▸ ACTIVITY:
What is needed is each line of the data below that holds the string "provides".

(Collected data entries)
____________________

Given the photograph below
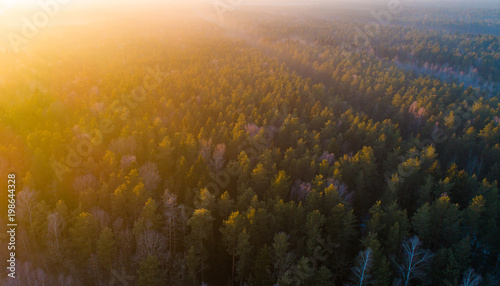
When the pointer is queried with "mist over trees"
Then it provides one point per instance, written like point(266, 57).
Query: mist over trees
point(176, 152)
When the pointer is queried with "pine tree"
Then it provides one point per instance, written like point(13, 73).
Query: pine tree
point(149, 272)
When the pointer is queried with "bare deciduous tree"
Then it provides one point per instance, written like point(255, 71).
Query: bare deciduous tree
point(26, 203)
point(414, 260)
point(150, 176)
point(471, 278)
point(123, 146)
point(362, 271)
point(126, 161)
point(55, 226)
point(85, 182)
point(217, 161)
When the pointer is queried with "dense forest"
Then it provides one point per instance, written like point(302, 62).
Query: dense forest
point(255, 148)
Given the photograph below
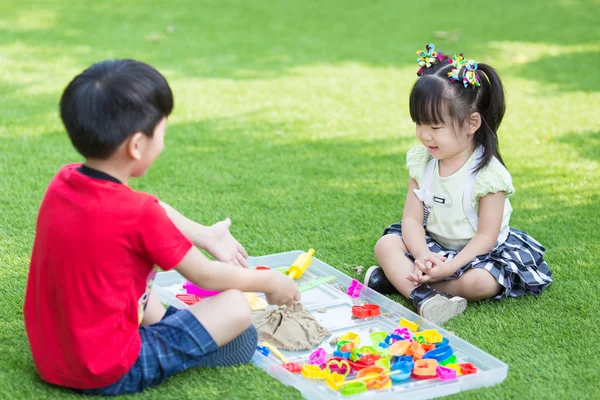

____________________

▸ ANSWER TO THIS PROBLEM:
Then it provides one point per instance, written like point(266, 57).
Then it provides one point per instance, written like point(13, 73).
Then it provides one point per instance, written like point(255, 71).
Then it provides one point per instance, written like point(302, 62).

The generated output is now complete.